> EXERCISE REQUIREMENTS:
Answer these questions about the Heartbeat text:
(a) Which two directories must hooks now be placed in?
(b) Which library did the config migrate to?
(c) By default, how often does Heartbeat ping the Hetzner Failover IP?

-
Hooks have to be put into 'hooks/before' or 'hooks/after' now. Files located in 'hooks' directly are no longer supported and won't run. Checkout the hooks section below.
-
The config has recently changed, as we migrated to httparty. You now no longer set the API authentication within the base url. Checkout the example below or config/heartbeat.yml
Heartbeat is a rather simple daemon which pings a Hetzner Failover IP. If the Failover IP is down, Heartbeat will automatically try to set a new active server ip for the Failover IP through the API provided by Hetzner. For further details of Hetzner Failover IPs, please check
http://wiki.hetzner.de/index.php/Robot_Webservice
There are plenty of HA tools out there. However, i thought (and think!) they are too heavy-weight for this rather simple task. Thus, i wrote Heartbeat to automatically switch between load balancers and MySQL servers i run behind Hetzner Failover IPs in case one becomes down/unavailable.
We've used heartbeat for quite some time in production now.
Heartbeat uses plain-old ping's. Thus, it can only detect full crashes of your servers, where the server does no longer reply to a ping. However, other monitoring options will probably be added in the future.
A few words about Heartbeat's behaviour. By default, every 30 seconds, Heartbeat sends a ping to the Hetzner Failover IP. If Heartbeat does not receive an answer, it assumes that the server behind the Failover IP is down.
Since, Heartbeat uses plain-old ping's, be sure you can ping your servers before using Heartbeat!

> Part of a data file:
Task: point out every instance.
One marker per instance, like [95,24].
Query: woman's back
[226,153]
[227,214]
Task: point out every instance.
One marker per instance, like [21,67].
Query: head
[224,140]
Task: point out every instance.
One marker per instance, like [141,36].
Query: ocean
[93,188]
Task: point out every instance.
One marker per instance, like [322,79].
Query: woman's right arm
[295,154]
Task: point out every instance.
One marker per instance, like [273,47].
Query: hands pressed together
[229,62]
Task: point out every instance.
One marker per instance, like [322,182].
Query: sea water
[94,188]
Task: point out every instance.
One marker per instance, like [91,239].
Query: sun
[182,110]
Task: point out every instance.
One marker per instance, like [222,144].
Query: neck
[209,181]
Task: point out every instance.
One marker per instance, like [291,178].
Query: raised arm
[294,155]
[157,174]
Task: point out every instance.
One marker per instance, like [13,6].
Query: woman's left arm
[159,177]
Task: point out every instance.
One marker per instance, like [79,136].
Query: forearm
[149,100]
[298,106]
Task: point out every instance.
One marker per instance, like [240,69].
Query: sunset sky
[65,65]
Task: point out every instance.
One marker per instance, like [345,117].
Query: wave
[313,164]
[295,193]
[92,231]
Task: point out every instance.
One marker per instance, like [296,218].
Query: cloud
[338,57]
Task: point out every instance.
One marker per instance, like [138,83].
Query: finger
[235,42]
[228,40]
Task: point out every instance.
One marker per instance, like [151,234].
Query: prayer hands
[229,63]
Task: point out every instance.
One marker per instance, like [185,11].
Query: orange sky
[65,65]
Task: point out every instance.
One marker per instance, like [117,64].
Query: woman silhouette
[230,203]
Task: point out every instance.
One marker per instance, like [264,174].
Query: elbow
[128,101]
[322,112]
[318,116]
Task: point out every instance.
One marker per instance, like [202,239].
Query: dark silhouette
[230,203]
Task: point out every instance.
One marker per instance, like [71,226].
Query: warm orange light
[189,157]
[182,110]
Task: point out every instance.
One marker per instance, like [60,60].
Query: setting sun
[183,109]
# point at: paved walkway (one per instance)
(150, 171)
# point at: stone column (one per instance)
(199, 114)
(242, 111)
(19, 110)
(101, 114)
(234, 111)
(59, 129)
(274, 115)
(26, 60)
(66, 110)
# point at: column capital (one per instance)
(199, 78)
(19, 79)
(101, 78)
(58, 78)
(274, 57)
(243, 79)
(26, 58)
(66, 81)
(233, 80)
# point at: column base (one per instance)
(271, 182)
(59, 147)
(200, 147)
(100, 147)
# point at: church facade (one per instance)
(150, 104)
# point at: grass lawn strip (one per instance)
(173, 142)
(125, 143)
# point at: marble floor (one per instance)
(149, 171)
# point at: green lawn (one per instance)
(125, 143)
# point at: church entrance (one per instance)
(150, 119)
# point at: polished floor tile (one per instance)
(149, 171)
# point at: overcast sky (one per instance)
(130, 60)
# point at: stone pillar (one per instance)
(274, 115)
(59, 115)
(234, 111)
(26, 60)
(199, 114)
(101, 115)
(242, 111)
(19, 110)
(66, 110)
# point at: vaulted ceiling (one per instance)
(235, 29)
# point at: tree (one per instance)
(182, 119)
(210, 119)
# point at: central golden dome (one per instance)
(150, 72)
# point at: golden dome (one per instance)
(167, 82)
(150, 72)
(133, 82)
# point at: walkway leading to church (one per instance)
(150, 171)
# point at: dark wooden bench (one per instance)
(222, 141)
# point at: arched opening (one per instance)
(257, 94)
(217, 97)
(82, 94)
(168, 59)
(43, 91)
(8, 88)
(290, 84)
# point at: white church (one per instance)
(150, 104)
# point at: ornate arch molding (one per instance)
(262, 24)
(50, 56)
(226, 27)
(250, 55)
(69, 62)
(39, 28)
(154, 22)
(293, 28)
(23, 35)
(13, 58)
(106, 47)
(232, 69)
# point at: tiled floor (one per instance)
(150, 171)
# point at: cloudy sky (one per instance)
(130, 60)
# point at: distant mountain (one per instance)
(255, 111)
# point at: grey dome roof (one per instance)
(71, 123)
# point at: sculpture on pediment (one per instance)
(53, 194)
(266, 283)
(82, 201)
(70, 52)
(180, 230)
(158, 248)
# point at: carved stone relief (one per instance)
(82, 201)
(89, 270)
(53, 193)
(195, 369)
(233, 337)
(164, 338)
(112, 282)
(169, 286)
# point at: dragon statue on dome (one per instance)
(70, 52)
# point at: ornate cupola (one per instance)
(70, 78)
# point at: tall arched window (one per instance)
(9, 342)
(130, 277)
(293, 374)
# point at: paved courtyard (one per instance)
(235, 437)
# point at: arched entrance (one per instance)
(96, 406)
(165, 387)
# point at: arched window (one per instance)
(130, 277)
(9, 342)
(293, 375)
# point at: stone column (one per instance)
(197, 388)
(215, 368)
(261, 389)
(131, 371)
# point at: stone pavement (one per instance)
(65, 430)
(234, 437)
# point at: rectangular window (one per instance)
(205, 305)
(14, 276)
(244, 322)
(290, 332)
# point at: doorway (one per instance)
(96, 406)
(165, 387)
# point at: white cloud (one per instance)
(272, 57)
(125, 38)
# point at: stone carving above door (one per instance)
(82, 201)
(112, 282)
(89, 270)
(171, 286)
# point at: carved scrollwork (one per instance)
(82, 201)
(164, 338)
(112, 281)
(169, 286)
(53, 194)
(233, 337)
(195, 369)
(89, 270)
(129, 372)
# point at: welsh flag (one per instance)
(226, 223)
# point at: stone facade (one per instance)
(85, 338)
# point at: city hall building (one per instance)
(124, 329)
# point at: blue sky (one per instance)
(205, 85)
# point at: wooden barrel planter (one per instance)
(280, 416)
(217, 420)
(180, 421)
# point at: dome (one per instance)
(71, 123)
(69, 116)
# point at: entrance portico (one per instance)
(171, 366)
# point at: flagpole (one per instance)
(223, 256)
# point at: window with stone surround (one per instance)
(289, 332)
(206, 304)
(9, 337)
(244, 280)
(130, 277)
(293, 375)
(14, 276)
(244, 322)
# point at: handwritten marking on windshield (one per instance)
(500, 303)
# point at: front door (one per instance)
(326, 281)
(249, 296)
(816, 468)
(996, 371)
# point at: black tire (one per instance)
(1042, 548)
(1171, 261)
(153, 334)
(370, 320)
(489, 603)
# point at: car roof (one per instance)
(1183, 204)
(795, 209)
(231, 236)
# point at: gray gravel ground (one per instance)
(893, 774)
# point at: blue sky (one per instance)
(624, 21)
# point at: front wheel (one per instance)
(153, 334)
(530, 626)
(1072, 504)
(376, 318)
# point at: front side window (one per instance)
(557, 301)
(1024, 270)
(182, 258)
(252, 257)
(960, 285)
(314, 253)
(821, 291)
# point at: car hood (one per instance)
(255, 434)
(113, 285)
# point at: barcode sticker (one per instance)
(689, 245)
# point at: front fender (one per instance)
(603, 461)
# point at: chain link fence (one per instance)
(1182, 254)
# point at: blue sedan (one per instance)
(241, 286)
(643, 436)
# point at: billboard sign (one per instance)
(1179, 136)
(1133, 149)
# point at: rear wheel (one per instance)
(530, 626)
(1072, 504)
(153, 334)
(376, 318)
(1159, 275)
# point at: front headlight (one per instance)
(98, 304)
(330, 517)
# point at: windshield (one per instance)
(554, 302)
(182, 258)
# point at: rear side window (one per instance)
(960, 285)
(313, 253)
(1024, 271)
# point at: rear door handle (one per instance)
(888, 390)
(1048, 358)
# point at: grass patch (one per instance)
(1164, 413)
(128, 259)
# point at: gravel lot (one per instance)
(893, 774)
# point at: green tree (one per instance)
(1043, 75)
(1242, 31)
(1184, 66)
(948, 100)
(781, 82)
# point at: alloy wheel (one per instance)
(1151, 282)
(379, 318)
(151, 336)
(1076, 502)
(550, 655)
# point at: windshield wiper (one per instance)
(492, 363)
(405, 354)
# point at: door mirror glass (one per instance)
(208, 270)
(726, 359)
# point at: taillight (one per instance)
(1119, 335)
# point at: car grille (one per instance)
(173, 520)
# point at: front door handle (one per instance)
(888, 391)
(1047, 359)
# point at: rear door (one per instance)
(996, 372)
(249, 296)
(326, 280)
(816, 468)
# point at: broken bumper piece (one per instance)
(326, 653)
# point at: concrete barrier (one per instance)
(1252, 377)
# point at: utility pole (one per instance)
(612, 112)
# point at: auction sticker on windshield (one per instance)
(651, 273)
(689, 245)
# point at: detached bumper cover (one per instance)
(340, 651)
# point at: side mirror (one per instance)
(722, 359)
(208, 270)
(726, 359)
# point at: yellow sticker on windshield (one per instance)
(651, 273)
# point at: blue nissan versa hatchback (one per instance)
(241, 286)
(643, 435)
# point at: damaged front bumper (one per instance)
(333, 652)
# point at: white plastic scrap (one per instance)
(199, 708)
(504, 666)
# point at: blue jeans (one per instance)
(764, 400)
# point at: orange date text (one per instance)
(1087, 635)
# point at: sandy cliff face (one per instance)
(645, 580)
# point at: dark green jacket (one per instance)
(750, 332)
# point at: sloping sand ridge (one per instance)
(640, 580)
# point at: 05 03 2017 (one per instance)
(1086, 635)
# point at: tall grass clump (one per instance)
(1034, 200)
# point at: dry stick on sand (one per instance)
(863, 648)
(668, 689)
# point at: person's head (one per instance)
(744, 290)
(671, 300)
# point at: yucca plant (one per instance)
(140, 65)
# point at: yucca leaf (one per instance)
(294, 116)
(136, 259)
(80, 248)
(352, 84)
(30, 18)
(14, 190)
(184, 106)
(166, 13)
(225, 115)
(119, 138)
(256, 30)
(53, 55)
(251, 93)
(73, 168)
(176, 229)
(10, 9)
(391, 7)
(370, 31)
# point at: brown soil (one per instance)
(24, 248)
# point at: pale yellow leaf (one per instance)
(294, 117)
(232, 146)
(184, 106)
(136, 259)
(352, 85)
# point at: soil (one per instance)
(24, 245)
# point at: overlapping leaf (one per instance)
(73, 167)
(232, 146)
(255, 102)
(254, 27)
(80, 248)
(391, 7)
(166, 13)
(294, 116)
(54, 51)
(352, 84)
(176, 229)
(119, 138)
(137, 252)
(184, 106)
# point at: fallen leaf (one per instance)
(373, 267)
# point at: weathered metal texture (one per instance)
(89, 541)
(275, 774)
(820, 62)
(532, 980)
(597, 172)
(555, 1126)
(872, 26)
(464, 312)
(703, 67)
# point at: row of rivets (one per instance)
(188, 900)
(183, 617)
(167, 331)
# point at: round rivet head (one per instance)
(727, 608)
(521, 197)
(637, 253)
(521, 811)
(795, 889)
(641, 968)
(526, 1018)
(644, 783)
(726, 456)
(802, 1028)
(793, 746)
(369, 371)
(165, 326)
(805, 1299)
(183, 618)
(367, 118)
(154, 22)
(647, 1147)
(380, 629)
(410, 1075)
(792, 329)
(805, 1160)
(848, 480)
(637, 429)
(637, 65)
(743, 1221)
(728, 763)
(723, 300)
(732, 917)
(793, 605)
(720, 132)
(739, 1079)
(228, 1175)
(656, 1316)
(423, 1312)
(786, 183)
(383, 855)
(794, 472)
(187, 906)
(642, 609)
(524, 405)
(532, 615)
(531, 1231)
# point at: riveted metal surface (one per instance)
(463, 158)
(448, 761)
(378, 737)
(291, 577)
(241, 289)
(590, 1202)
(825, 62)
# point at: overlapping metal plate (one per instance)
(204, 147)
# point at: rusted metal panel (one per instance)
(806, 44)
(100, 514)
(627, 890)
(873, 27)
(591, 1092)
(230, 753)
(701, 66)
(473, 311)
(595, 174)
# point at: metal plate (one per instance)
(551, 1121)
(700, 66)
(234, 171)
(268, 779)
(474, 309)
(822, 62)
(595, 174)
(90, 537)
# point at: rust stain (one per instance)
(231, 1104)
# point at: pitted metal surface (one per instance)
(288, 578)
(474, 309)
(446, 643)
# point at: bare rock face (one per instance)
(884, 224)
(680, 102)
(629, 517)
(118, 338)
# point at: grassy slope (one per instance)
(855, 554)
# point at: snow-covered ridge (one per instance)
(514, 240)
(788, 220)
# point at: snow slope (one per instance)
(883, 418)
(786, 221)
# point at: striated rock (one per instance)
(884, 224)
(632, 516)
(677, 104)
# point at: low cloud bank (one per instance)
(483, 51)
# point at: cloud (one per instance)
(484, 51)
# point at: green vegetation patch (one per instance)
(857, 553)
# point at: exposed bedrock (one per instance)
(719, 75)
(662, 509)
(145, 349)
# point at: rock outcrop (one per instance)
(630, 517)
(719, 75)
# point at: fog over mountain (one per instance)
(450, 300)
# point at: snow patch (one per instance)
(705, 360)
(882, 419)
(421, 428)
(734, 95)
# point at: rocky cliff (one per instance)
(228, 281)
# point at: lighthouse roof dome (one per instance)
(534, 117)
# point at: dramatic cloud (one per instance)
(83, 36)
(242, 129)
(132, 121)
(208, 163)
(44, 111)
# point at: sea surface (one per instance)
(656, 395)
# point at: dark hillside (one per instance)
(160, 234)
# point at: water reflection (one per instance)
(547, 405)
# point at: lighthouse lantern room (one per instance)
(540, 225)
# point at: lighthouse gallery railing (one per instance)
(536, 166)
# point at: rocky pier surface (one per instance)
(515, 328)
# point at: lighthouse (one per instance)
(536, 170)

> FULL RESPONSE:
(a) 'hooks/before' or 'hooks/after'
(b) httparty
(c) Every 30 seconds